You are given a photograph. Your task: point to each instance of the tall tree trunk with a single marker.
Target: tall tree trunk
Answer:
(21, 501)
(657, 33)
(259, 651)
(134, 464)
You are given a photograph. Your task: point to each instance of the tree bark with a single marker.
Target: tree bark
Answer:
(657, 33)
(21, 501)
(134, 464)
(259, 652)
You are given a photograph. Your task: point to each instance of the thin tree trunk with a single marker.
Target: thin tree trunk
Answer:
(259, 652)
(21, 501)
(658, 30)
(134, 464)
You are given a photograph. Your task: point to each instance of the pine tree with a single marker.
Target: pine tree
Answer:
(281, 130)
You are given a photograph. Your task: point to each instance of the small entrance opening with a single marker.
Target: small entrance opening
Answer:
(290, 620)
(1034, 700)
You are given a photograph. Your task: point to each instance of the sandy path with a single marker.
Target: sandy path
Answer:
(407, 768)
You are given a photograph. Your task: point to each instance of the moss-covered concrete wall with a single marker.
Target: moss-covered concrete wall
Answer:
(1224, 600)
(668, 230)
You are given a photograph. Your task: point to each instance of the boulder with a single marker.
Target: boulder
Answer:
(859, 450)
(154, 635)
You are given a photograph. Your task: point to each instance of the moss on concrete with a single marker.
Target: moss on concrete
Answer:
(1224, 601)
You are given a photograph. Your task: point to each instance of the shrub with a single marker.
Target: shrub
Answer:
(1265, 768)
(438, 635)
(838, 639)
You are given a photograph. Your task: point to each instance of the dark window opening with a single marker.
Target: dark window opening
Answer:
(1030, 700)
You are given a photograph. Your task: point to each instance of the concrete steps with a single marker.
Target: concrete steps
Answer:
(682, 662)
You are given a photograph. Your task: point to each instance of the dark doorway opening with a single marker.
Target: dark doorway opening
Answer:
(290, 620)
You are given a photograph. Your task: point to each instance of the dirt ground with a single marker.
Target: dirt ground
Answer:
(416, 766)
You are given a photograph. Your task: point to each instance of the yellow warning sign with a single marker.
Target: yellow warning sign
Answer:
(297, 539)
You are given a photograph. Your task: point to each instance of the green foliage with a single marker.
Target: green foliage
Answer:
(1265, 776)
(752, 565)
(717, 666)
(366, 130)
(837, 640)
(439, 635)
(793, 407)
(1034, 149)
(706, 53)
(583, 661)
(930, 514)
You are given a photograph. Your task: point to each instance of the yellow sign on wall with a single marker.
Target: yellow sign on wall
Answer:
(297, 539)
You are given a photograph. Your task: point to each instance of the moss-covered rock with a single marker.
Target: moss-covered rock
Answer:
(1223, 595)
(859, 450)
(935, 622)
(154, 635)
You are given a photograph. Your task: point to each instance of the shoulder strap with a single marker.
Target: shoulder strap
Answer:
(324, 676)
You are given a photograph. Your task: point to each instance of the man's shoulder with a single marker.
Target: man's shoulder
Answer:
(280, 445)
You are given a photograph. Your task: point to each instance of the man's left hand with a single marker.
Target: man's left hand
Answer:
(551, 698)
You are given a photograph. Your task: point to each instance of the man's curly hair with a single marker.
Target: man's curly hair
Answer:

## Instructions for the task
Convert every line of the items above into a Markdown table with two columns, Row and Line. Number the rows in order and leave out any blank lines.

## Answer to this problem
| Row | Line |
|---|---|
| 1 | You are given a photograph. Your task: point to each instance of the tall tree trunk with a single marker. |
| 2 | Target: tall tree trunk |
| 3 | Answer: |
| 4 | (21, 501) |
| 5 | (657, 33) |
| 6 | (259, 651) |
| 7 | (134, 464) |
| 8 | You are given a photograph. Your task: point to each instance of the tree bark with a single marker. |
| 9 | Target: tree bark |
| 10 | Answer: |
| 11 | (657, 33) |
| 12 | (21, 501) |
| 13 | (134, 464) |
| 14 | (259, 652) |
| 15 | You are given a photograph. Your task: point to each instance of the thin tree trunk with a single marker. |
| 16 | Target: thin tree trunk |
| 17 | Answer: |
| 18 | (259, 652) |
| 19 | (21, 501) |
| 20 | (658, 30) |
| 21 | (134, 464) |
| 22 | You are given a photograph. Your task: point to each instance of the pine tree with a single marker. |
| 23 | Target: pine tree |
| 24 | Answer: |
| 25 | (281, 130) |
| 26 | You are given a photograph. Your task: point to each instance of the small entrance opening with a single marker. |
| 27 | Target: small entrance opening |
| 28 | Answer: |
| 29 | (290, 620) |
| 30 | (1034, 700) |
| 31 | You are given a photograph. Your task: point to each instance of the sandy path with a single marker. |
| 32 | Target: sandy path |
| 33 | Answer: |
| 34 | (407, 768) |
| 35 | You are given a photograph. Your task: point to each instance of the moss-covered concrete wall with a single marker. |
| 36 | Target: moss-covered concrete wall |
| 37 | Answer: |
| 38 | (1224, 600) |
| 39 | (668, 230) |
| 40 | You are given a photograph. Your task: point to each instance of the boulder with a single marker. |
| 41 | Target: boulder |
| 42 | Answer: |
| 43 | (859, 450) |
| 44 | (154, 635) |
| 45 | You are given a photograph. Your task: point to each instance of the moss on concrete with a single marker. |
| 46 | Target: moss on concrete |
| 47 | Answer: |
| 48 | (1224, 601) |
| 49 | You are given a photograph. Your task: point to each instance of the shrub with a single marker. |
| 50 | Target: shrub |
| 51 | Answer: |
| 52 | (1265, 768) |
| 53 | (438, 635) |
| 54 | (838, 639) |
| 55 | You are given a photograph. Your task: point to each instance of the dark window opening with a single marker. |
| 56 | Target: dark window opening |
| 57 | Answer: |
| 58 | (1030, 700) |
| 59 | You are given a photograph. Your task: point to each instance of the concrete steps with a single marker. |
| 60 | Target: concrete steps |
| 61 | Answer: |
| 62 | (682, 662) |
| 63 | You are given a photograph. Your task: point to each instance of the dark doorway opening with a single marker. |
| 64 | Target: dark doorway opening |
| 65 | Answer: |
| 66 | (290, 620) |
| 67 | You are given a photograph. Your task: point to each instance of the dirt ground with a single marker. |
| 68 | Target: dirt ground |
| 69 | Answer: |
| 70 | (416, 766) |
| 71 | You are given a photograph. Your task: point to each instance of the yellow warning sign with a single marker. |
| 72 | Target: yellow warning sign |
| 73 | Answer: |
| 74 | (297, 539) |
| 75 | You are given a photograph. Your task: point to each instance of the green foliage with a single marker. |
| 76 | Target: green foliage |
| 77 | Answer: |
| 78 | (1265, 776) |
| 79 | (752, 565) |
| 80 | (717, 666) |
| 81 | (366, 130) |
| 82 | (837, 640) |
| 83 | (439, 635) |
| 84 | (793, 407) |
| 85 | (1034, 149) |
| 86 | (706, 53) |
| 87 | (583, 661) |
| 88 | (930, 514) |
| 89 | You are given a photograph. Your task: point to each instance of the yellow sign on wall with a single marker. |
| 90 | Target: yellow sign on wall |
| 91 | Answer: |
| 92 | (297, 539) |
| 93 | You are given a photograph. Your task: point to each instance of the moss-covered rock with a single marker. |
| 94 | Target: moss-covered rock |
| 95 | Answer: |
| 96 | (1223, 595) |
| 97 | (859, 450) |
| 98 | (935, 622) |
| 99 | (154, 635) |
| 100 | You are given a photograph. Your task: point to each instance of the shoulder strap with a single marker. |
| 101 | Target: shoulder strap |
| 102 | Answer: |
| 103 | (324, 676) |
| 104 | You are given a photograph. Your task: point to each instance of the man's shoulder with a single marker. |
| 105 | Target: man's shoulder |
| 106 | Answer: |
| 107 | (280, 445) |
| 108 | You are given a photograph. Your task: point to each instance of the man's left hand with a single marker. |
| 109 | Target: man's left hand |
| 110 | Answer: |
| 111 | (551, 698) |
| 112 | You are given a photograph. Your task: point to each instance of the man's curly hair with a single marker. |
| 113 | Target: man's curly hair |
| 114 | Answer: |